Dataset: Begin
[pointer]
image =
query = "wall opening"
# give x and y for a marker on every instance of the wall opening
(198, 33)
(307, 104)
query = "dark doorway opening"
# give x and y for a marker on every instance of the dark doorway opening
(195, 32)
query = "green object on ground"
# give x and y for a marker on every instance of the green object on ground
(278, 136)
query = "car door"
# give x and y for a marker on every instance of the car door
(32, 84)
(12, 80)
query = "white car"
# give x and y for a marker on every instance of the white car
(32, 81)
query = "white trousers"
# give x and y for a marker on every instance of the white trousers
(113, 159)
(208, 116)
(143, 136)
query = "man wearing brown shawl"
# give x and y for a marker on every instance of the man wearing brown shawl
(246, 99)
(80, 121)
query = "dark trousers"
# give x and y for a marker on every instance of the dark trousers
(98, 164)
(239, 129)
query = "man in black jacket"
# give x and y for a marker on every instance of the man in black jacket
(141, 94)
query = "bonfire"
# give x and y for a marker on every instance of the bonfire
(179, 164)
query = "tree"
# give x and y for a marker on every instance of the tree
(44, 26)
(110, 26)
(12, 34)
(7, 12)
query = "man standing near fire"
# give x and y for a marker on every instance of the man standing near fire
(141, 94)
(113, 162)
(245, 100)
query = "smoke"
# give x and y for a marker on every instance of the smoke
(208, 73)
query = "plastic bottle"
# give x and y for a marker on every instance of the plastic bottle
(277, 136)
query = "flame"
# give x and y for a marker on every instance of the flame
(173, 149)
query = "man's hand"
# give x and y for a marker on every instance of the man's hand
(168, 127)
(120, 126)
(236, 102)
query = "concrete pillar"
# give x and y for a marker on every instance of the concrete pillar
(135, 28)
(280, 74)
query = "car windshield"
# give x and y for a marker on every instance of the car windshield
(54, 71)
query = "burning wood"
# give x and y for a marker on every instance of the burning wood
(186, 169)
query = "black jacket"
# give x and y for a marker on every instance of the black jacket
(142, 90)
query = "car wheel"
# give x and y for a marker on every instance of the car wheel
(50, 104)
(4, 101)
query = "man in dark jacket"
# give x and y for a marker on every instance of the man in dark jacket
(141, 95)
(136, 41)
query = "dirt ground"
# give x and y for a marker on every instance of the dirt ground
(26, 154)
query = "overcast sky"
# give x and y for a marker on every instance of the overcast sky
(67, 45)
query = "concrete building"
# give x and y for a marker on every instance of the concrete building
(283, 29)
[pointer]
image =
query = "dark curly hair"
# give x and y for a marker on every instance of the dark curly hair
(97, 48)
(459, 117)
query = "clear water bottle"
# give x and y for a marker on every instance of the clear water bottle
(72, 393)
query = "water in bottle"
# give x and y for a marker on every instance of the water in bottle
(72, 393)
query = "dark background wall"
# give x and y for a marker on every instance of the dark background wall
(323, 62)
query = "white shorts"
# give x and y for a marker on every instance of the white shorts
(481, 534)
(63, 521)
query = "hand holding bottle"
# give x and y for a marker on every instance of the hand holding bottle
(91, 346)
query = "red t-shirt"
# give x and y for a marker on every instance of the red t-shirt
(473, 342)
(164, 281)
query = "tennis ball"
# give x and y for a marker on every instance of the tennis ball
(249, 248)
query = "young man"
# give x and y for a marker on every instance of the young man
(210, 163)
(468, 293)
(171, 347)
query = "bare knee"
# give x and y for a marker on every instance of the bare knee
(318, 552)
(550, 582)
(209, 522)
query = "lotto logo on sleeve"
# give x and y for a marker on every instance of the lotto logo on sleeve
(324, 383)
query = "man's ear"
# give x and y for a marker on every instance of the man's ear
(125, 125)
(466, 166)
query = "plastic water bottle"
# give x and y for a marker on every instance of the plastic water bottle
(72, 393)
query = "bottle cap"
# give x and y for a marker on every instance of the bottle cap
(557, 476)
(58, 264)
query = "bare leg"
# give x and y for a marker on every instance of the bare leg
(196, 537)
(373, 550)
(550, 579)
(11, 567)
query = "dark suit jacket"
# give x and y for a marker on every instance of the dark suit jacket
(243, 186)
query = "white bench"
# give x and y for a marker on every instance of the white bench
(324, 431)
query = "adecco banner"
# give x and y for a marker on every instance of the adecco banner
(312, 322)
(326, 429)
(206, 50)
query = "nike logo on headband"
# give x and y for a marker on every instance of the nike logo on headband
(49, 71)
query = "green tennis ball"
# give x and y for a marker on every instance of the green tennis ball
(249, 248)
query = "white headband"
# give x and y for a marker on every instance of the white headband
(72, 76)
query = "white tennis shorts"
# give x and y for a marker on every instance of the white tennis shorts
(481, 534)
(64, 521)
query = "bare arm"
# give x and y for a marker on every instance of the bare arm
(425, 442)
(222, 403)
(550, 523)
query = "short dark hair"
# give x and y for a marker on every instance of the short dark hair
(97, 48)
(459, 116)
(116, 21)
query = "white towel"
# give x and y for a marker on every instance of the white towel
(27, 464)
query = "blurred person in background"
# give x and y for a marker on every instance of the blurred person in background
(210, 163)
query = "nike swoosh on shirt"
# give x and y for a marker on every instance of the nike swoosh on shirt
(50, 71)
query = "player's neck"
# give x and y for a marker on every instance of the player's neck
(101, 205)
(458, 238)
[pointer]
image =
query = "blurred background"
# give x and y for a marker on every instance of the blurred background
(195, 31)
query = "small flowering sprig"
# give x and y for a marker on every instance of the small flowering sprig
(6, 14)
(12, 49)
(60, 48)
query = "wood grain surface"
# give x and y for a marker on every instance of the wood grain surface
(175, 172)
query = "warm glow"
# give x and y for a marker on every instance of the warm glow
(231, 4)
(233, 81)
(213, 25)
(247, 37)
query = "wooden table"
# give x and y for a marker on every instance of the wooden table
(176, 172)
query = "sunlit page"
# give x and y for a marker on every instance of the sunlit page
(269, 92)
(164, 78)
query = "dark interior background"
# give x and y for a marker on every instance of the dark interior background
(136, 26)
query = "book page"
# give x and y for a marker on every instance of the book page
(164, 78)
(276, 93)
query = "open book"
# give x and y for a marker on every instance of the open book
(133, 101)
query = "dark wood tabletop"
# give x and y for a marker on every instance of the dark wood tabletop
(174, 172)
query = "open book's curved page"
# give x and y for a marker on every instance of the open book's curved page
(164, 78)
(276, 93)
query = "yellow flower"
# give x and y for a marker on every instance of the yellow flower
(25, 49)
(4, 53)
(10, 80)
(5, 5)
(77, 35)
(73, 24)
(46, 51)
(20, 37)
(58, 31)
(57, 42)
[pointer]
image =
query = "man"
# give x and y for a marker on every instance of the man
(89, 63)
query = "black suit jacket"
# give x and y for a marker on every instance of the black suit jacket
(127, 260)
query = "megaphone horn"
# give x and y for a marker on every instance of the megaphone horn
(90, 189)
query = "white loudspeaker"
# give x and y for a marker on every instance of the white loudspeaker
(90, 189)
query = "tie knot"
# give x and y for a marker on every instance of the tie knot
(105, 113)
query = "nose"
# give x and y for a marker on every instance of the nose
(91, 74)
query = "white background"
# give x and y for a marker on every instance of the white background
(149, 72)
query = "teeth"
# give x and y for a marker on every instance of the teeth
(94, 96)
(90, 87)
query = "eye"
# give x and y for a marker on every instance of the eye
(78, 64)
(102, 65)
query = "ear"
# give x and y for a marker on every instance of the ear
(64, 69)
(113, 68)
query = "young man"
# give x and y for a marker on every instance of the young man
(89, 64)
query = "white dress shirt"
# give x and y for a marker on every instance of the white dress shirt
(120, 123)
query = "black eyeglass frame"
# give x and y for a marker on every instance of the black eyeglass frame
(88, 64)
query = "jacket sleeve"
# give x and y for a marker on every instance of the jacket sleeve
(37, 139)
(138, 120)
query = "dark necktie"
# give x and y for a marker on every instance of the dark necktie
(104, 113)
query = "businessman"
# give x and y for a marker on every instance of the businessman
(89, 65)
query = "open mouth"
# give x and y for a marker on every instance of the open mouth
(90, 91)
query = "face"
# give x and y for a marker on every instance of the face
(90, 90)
Dataset: End
What you need to do: Each line from the one containing "of the businessman" to the end of the listing above must be printed exactly, and no other line may appear.

Task solution:
# give x and y for a marker on every instance of the businessman
(89, 65)
query = "open mouth"
# give x and y for a marker on every instance of the open mouth
(90, 91)
query = "face"
# give x and y for a marker on every instance of the face
(90, 90)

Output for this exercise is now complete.